BRANO ::
::::::::::

Sulla Terra sono arrivati i resti di un asteroide e finalmente sono a nostra disposizione
La NASA è riuscita ad aprire il contenitore con all'interno i preziosi detriti dell'asteroide Bennu: ecco perché sono così importanti
Il peggio è stato evitato, fortunatamente. La NASA era sull’orlo di una problematica decisamente seria. L’agenzia spaziale ha infatti impiegato tre mesi per riuscire ad aprire un barattolo molto prezioso.
Sembra un po’ la trama abbozzata di un episodio di una sitcom, ma non è così. Il barattolo in questione appartiene alla missione OSIRIS-REx. Al suo interno ci sono frammenti prelevati da un asteroide. Il suo viaggio fino a raggiungere la Terra è stato lungo miliardi di chilometri. Peccato che due elementi del coperchio si fossero incastrati e si corresse il rischio di veder fallire la missione. Le cose, fortunatamente, sono andate in maniera ben differente.
Il barattolo è aperto
Sono serviti quasi tre mesi di lavoro ai tecnici della NASA per riuscire ad aprire il contenitore prezioso proveniente dallo spazio. Fino a oggi ci si è limitati allo studio della polvere presente nella parte esterna.
Il vero tesoro, però, era ovviamente custodito all’interno. Campioni dell’asteroide Bennu, giunti sulla Terra sul finire dello scorso settembre, grazie alla missione OSIRIS-REx. I primi tentativi d’apertura erano stati fallimentari, a causa di due elementi del sofisticato sistema di chiusura.
È stato dunque necessario lo studio di nuove procedure, al fine di aprire il contenitore senza provocare danni. L’aspetto più importante, infatti, era riuscire a mantenere isolato il “barattolo”, così da evitare contaminazioni dall’esterno.
Per comprendere l’imponenza del viaggio compiuto dai resti dell’asteroide, basti pensare che il prelievo è avvenuto nel 2020. Il tutto grazie a un braccio robotico poggiatosi per pochi istanti sulla superficie dell’asteroide Bennu (braccio con all’estremità proprio TAGSAM, il contenitore che di recente è stato finalmente aperto).
Com’è stato aperto
Il sistema di prelievo azionato sull’asteroide Bennu era, neanche a dirlo, incredibilmente sofisticato. Si potrebbe pensare a una sorta di aspirapolvere. Alla base del TAGSAM è stata generata una specie di turbolenza, così da spingere i detriti a sollevarsi, per mezzo di un flusso di gas.

::::::::::

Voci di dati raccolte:
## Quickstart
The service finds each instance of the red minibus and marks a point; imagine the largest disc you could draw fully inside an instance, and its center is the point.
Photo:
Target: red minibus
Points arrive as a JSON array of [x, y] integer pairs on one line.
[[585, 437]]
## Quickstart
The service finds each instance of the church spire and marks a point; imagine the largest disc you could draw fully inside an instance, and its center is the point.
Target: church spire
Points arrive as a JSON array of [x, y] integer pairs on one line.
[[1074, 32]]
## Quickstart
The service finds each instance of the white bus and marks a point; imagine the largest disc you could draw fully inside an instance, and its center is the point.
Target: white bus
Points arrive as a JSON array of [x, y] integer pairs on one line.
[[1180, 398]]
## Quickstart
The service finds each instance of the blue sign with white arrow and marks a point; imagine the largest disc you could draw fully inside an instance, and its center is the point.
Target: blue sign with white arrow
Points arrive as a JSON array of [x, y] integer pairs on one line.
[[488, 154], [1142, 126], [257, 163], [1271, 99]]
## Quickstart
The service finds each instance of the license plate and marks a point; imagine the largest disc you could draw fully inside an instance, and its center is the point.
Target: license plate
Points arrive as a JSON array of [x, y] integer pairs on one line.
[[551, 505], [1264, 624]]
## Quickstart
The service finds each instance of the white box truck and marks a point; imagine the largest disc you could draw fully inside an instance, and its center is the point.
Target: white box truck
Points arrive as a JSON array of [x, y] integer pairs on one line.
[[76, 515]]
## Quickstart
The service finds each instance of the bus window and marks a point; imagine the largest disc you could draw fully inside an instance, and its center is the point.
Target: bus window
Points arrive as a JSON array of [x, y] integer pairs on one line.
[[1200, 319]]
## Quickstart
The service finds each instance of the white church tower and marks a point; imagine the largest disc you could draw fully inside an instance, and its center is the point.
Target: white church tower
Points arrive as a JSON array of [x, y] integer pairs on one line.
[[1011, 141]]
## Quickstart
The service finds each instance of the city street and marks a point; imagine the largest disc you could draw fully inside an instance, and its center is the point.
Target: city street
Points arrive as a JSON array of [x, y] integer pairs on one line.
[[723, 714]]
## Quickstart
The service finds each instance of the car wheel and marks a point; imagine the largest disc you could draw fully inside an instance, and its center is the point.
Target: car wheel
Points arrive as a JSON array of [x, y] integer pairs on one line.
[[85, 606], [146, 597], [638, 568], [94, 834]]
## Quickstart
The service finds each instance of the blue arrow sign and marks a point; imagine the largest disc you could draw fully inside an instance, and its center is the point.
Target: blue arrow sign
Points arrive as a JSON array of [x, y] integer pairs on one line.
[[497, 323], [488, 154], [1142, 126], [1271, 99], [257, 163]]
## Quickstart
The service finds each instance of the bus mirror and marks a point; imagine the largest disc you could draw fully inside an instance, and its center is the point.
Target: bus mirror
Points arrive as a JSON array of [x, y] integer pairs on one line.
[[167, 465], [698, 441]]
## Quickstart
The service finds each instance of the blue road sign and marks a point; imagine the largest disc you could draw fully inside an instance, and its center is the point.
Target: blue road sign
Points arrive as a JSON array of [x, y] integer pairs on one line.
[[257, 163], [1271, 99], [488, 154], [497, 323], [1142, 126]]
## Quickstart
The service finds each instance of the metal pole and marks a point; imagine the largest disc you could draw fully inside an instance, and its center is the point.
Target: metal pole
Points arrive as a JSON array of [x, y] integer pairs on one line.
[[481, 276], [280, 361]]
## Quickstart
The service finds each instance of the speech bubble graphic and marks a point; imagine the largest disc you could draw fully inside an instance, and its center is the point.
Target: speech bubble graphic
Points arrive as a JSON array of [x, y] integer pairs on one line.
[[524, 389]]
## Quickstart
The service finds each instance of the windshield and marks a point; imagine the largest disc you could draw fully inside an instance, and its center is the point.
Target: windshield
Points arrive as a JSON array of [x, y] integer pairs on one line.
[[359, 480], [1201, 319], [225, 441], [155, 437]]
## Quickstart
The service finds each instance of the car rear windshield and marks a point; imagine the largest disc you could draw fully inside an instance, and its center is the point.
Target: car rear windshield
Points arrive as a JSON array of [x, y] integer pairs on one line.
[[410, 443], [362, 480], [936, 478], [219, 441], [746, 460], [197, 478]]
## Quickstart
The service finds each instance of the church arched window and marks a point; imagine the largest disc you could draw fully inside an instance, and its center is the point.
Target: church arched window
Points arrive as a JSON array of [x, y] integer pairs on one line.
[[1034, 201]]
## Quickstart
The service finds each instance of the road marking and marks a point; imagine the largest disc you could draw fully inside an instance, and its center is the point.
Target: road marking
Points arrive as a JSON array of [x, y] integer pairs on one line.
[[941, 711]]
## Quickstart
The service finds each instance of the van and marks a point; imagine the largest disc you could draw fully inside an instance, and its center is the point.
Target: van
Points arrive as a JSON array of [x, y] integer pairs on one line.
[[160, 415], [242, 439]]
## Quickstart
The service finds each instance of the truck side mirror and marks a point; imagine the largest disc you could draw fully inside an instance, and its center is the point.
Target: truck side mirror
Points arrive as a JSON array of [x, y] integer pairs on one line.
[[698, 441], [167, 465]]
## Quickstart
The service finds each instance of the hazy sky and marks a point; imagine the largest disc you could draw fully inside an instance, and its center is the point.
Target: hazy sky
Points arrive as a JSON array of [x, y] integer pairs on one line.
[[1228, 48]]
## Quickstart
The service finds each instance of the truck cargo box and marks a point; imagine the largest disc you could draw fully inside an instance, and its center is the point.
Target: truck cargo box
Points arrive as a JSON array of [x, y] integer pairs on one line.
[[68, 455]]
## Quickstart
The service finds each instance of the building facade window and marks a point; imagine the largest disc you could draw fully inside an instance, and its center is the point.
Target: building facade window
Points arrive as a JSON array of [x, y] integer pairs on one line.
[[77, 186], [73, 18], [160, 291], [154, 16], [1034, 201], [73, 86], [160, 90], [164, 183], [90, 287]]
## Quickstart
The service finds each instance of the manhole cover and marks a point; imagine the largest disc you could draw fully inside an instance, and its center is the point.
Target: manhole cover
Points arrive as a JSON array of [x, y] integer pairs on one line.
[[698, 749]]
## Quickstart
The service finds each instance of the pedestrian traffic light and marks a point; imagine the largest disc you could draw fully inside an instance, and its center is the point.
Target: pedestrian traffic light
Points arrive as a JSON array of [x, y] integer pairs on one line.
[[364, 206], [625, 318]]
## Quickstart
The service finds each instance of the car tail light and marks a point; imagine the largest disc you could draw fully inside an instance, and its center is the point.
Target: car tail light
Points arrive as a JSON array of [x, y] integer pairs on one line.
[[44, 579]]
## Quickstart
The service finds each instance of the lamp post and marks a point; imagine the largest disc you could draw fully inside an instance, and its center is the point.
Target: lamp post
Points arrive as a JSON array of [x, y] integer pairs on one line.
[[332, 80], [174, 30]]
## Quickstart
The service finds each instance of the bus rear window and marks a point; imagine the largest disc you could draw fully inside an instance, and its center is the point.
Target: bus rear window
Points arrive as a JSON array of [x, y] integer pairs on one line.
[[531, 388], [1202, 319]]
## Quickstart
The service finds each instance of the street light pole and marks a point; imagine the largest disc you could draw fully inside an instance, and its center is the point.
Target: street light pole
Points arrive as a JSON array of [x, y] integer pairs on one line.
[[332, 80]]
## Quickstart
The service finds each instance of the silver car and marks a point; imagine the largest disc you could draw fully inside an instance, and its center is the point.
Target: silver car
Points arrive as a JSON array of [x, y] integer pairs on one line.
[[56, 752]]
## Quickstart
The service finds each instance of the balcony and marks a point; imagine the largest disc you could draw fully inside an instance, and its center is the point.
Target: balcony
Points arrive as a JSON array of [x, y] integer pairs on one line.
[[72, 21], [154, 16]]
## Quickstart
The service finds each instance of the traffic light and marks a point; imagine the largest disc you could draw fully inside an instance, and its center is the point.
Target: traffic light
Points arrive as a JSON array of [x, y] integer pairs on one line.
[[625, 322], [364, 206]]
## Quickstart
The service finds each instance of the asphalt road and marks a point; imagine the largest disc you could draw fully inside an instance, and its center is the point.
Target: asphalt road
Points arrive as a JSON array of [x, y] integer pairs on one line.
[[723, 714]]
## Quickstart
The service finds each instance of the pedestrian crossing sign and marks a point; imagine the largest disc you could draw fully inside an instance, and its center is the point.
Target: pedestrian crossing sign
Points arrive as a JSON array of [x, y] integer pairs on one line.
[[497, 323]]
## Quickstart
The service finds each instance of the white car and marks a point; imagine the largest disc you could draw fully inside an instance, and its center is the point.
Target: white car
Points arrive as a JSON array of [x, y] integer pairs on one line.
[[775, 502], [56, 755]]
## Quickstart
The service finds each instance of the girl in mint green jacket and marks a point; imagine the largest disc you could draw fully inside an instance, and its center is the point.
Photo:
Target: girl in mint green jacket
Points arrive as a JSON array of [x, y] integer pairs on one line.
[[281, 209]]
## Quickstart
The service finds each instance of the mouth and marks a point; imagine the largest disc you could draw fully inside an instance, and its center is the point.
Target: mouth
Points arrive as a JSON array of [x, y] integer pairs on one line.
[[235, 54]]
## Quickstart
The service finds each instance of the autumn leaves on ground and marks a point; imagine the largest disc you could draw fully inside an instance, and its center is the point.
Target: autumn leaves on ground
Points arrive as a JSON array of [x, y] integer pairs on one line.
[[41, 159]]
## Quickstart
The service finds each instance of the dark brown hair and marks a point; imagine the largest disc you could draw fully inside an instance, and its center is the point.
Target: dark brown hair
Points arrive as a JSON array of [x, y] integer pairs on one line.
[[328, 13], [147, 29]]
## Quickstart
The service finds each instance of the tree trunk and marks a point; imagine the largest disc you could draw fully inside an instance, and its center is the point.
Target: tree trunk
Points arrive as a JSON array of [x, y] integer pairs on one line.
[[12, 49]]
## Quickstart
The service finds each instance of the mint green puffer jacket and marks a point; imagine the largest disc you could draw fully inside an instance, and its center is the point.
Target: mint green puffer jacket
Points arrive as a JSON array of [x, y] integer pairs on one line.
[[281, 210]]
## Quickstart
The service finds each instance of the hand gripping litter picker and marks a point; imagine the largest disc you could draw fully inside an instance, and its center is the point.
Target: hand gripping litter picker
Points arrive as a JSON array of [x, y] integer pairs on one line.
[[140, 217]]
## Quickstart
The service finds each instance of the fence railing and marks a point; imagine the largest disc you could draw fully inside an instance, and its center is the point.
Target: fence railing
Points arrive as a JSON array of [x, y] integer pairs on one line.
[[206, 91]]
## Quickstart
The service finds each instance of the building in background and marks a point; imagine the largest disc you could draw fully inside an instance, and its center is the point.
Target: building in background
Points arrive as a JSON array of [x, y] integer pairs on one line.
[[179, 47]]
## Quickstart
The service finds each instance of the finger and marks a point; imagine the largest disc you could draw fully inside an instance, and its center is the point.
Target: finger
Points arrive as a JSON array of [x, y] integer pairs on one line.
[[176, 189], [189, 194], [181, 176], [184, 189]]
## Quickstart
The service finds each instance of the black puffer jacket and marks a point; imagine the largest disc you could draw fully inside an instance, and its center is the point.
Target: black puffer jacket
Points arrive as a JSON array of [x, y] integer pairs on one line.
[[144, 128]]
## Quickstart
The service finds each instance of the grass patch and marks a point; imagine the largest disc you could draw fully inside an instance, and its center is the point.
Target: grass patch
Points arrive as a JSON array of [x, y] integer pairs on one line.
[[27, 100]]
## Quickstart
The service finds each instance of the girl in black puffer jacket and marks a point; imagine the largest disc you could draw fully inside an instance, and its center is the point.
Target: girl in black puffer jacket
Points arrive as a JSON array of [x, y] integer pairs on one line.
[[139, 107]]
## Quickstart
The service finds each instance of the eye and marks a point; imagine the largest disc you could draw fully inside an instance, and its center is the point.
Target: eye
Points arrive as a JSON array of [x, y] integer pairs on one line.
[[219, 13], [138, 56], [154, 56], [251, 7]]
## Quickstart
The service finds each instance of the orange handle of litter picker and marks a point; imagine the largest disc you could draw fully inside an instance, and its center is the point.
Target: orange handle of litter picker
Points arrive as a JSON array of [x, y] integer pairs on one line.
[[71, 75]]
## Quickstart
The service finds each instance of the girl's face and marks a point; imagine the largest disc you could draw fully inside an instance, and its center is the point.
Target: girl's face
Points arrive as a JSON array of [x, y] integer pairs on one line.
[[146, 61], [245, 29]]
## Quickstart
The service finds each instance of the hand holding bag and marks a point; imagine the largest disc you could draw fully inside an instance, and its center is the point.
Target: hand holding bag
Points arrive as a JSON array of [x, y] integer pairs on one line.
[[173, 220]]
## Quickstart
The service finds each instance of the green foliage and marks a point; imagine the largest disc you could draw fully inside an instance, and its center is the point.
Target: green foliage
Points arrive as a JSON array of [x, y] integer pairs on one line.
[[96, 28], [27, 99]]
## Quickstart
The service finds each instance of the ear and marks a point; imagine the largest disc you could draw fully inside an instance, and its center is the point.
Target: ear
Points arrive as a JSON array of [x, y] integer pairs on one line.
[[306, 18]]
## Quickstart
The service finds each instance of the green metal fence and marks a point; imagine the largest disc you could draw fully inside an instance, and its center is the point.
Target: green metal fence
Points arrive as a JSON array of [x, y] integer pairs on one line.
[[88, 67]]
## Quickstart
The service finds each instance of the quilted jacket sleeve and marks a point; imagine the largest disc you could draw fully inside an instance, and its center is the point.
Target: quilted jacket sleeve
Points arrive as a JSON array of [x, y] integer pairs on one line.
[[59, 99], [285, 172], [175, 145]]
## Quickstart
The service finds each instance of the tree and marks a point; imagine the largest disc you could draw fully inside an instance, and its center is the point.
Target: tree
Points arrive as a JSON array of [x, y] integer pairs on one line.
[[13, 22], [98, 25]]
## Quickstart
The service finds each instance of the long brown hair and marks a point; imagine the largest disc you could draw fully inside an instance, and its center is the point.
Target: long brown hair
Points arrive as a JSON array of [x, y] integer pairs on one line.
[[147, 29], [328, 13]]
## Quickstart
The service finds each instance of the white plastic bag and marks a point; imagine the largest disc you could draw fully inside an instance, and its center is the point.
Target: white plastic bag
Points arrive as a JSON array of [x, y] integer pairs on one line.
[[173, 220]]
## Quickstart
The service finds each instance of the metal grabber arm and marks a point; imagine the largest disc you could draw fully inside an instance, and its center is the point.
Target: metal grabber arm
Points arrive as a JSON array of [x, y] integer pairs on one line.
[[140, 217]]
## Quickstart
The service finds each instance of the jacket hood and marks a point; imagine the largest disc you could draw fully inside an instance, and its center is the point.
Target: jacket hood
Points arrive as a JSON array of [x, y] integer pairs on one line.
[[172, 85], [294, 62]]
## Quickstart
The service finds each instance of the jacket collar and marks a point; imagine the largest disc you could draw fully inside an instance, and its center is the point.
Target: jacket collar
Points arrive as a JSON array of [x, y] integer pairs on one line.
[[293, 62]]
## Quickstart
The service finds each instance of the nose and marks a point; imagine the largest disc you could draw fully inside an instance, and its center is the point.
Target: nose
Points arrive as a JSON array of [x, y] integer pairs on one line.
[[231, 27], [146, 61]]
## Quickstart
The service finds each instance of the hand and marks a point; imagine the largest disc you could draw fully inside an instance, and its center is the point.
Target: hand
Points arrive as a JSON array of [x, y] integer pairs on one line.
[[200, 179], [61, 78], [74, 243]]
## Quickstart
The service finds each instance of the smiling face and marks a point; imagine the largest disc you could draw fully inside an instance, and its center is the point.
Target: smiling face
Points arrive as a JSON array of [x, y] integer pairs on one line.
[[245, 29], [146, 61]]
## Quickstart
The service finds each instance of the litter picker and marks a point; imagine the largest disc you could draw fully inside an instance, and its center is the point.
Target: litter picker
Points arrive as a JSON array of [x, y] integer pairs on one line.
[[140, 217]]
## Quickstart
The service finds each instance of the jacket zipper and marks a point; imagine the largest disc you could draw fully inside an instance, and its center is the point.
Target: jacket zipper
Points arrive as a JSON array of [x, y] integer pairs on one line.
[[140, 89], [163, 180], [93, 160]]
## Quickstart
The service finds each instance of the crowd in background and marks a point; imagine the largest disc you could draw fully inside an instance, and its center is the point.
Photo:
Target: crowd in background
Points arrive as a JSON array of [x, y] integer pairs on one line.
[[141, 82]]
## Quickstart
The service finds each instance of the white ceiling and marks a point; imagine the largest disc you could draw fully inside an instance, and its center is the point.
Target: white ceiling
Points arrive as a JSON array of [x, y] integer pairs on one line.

::::::::::

CONSEGNE ::
(1) Per favore, riscrivi come elenco puntato il paragrafo del brano che comincia con "Sembra un po’ la trama" e mantieni i fatti principali.
(2) Indica se le affermazioni seguenti concordano con il brano e cita le parole che lo dimostrano: (a) il prelievo dei campioni è avvenuto nel 2020; (b) i campioni sono arrivati sulla Terra all'inizio di settembre; (c) finora è stata studiata solo la polvere all'interno del contenitore.
(3) Modifica il passo del brano compreso tra "Sembra un po’" e "maniera ben differente.", estremi inclusi, e sostituisci "coperchio" con "tappo".
I record non servono per svolgere l'esercizio.

SOLUZIONI ::
(1)
- Il barattolo appartiene alla missione OSIRIS-REx.
- Contiene frammenti prelevati da un asteroide.
- Ha viaggiato per miliardi di chilometri prima di raggiungere la Terra.
- Due elementi del coperchio si erano incastrati, e la missione rischiava di fallire.
- Per fortuna le cose sono andate in modo ben diverso.

(2)
(a) Sì: "il prelievo è avvenuto nel 2020".
(b) No: "giunti sulla Terra sul finire dello scorso settembre".
(c) No: "Fino a oggi ci si è limitati allo studio della polvere presente nella parte esterna".

(3)
Sembra un po’ la trama abbozzata di un episodio di una sitcom, ma non è così. Il barattolo in questione appartiene alla missione OSIRIS-REx. Al suo interno ci sono frammenti prelevati da un asteroide. Il suo viaggio fino a raggiungere la Terra è stato lungo miliardi di chilometri. Peccato che due elementi del tappo si fossero incastrati e si corresse il rischio di veder fallire la missione. Le cose, fortunatamente, sono andate in maniera ben differente.